● Brano:
________

Quali sono le convenienze?
«Possono essere svariate. Nessuno può entrare nella sua testa nel momento in cui ha valutato questa scelta. Convenienze, probabilmente, legate a liberarsi dal peso del carcere. Vive da ventisei anni al 41bis, in un sistema carcerario solitario. Sia le questioni del carcere sia le questioni familiari possono aver inciso».
Come la scelta della moglie Giuseppina Nappa?
«Già in passato, gli altri figli e la moglie, hanno scelto di collaborare. Gli unici due figli che non hanno scelto questa strada sono Emanuele, appena uscito dal carcere – all’epoca aveva diciotto anni – dopo dodici anni di reclusione, ed Ivanhoe, libero a casa sua, che non ha accettato la proposta di trasferimento nel programma di protezione. (Schiavone ha sette figli, nda). Ovviamente con questa collaborazione cade anche il mito della famiglia Schiavone dentro l’organizzazione. E ferma la possibilità di proseguire, per qualsiasi figlio, il ruolo di capo di una organizzazione».
Secondo il giornalista Sandro Ruotolo, oggi componente della segreteria nazionale del Pd, Schiavone “potrebbe diventare il nostro Tommaso Buscetta”. Lei concorda?
«Penso che debba essere fatta la differenza. Buscetta divenne un serio pericolo per l’intero clan perché era braccato. Avevano sterminato molti familiari ed era lo sconfitto nel contrasto con i corleonesi. Non aveva altra scelta e, nello stesso tempo, scattò un meccanismo rispetto alla strage dei familiari. Si dimostrò molto utile allo Stato per debellare la mafia. Schiavone non è stato braccato dal clan, né sconfitto e né ha avuto perdite di familiari. Per cui le motivazioni sono alquanto diverse. Non sono assolutamente convinto che sia una cosa del genere. Siamo di fronte a due motivazioni diverse. In Buscetta scattò la volontà di far crollare tutto il clan dei corleonesi. Con Schiavone siamo in un contesto diverso».

________

● Compito assegnato 1: Puoi riportare alla lettera la parte dell'intervista su Schiavone che comincia con le parole "Quali sono le" e termina con "moglie Giuseppina Nappa?"?
● Compito assegnato 2: Puoi proseguire l'intervista su Schiavone a partire dal punto in cui si ferma?
Le righe del dataset non hanno alcun ruolo in questo lavoro.

Righe del dataset:
________

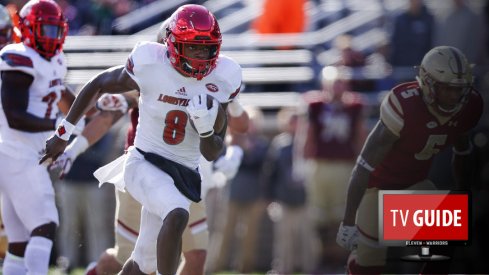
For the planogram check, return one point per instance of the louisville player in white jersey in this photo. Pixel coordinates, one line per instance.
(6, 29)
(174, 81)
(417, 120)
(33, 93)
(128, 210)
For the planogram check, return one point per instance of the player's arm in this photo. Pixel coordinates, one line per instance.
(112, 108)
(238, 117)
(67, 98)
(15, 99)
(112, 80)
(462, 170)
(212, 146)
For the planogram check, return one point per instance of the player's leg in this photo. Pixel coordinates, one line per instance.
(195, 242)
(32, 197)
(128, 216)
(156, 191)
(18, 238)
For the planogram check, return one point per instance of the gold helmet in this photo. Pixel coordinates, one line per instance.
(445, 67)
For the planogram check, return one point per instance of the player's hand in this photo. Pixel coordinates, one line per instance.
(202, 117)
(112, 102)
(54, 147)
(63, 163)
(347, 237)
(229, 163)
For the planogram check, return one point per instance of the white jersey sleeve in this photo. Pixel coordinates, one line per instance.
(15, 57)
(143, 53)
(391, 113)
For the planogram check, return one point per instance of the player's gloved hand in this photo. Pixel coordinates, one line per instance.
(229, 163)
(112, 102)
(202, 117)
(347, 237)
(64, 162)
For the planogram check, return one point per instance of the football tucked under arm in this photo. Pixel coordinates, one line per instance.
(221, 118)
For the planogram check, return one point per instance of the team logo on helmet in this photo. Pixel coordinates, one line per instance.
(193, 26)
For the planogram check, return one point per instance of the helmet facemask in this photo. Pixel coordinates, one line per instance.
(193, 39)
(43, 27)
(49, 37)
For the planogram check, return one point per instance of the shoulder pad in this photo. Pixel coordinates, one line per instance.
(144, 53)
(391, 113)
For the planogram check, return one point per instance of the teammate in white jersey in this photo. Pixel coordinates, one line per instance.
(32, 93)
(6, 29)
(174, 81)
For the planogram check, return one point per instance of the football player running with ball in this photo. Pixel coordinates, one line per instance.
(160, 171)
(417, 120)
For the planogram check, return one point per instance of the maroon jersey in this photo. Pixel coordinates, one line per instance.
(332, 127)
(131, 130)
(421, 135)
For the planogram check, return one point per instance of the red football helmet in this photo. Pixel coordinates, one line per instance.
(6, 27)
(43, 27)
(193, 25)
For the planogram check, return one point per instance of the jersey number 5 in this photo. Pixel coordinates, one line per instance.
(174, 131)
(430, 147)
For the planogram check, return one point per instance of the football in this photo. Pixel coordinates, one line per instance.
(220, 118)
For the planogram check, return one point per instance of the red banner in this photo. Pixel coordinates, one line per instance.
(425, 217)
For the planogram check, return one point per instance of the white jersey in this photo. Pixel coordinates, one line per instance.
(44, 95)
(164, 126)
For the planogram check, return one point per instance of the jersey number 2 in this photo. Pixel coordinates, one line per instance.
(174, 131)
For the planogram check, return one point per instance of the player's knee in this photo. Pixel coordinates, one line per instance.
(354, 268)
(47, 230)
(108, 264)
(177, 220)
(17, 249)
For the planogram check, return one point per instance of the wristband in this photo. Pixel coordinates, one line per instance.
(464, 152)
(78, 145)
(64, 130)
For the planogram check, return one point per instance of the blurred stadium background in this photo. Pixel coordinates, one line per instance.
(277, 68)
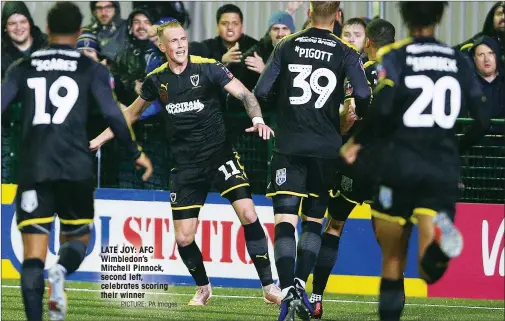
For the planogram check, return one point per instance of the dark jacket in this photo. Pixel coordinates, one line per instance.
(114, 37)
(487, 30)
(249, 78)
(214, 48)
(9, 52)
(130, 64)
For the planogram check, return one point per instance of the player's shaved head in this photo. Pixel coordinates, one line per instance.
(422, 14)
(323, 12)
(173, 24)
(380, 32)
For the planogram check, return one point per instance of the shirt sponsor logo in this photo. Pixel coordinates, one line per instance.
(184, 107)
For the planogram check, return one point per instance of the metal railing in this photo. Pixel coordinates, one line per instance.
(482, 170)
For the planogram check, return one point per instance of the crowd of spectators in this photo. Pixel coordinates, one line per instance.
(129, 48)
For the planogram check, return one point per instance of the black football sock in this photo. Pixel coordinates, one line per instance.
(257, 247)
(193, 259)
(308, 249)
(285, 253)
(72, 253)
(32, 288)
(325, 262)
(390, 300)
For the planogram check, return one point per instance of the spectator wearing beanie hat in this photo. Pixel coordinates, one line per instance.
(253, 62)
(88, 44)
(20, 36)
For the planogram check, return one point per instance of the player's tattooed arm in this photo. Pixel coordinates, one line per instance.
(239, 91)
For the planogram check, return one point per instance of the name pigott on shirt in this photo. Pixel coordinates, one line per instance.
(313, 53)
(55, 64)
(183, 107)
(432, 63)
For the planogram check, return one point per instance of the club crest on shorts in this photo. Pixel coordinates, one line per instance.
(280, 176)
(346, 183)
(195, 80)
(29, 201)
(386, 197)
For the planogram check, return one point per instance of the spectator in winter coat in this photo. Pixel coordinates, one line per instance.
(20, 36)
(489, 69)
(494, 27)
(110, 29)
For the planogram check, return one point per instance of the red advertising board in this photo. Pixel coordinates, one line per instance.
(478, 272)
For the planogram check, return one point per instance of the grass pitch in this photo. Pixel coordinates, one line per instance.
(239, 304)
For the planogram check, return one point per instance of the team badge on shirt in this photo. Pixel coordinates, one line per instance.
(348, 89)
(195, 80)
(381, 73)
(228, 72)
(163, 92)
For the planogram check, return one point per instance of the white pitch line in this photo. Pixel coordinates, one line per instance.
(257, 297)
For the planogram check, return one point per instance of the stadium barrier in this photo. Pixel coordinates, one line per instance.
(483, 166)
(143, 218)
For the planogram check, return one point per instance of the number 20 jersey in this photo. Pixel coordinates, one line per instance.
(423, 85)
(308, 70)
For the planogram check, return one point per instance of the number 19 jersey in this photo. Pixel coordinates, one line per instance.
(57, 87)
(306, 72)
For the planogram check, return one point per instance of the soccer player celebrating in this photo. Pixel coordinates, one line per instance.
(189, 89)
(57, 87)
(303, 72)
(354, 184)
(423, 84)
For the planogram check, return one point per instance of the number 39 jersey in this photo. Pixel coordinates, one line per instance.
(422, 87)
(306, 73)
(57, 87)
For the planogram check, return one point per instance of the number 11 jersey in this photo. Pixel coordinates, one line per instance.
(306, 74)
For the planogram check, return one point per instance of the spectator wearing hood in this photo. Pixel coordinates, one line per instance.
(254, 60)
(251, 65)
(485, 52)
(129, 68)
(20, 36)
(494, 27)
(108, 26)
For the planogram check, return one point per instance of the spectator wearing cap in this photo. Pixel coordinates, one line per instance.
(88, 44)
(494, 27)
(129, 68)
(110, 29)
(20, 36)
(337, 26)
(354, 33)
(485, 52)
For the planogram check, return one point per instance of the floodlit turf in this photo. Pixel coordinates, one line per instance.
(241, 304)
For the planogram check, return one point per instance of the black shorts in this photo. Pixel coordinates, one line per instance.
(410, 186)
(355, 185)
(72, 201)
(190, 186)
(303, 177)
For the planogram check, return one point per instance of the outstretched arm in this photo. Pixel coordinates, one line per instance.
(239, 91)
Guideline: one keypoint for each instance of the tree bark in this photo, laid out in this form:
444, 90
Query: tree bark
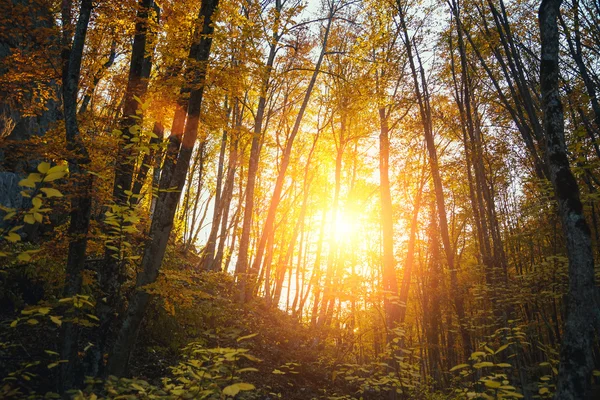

________

● Risposta attesa 1:
Quali sono le convenienze?
«Possono essere svariate. Nessuno può entrare nella sua testa nel momento in cui ha valutato questa scelta. Convenienze, probabilmente, legate a liberarsi dal peso del carcere. Vive da ventisei anni al 41bis, in un sistema carcerario solitario. Sia le questioni del carcere sia le questioni familiari possono aver inciso».
Come la scelta della moglie Giuseppina Nappa?

● Risposta attesa 2:
Cosa è cambiato sul territorio di Casal di Principe?
«Il cambiamento non avviene dalla mattina alla sera. Ma c’è un dato.»
Quale?
«La collaborazione di Schiavone è la rottura più eclatante del patto associativo camorristico».
Perché?
«Viene meno all’associazione l’ultimo capo storico. Schiavone è il capo che afferma agli occhi di tutti che ormai non regge più quel patto. In nome di quel patto i clan, e tanto più lo stesso Schiavone, hanno massacrato e ammazzato centinaia di persone. E hanno ammazzato i familiari dei primi collaboratori di giustizia».
Dario De Simone, ad esempio.
«Fu il collaboratore con il più alto ruolo nel clan dei casalesi all’epoca, quando iniziò la collaborazione ricevette la reazione, l’assassinio dello zio del fratello. La collaborazione veniva punita anche con la morte dei familiari. Stessa cosa avvenne con altri collaboratori. Oggi siamo di fronte a collaboratori che crescono, ovviamente sono la riprova di uno sfaldamento del clan e di un’azione incalzante da parte dello Stato e di alcuni magistrati».
Può cambiare qualcosa?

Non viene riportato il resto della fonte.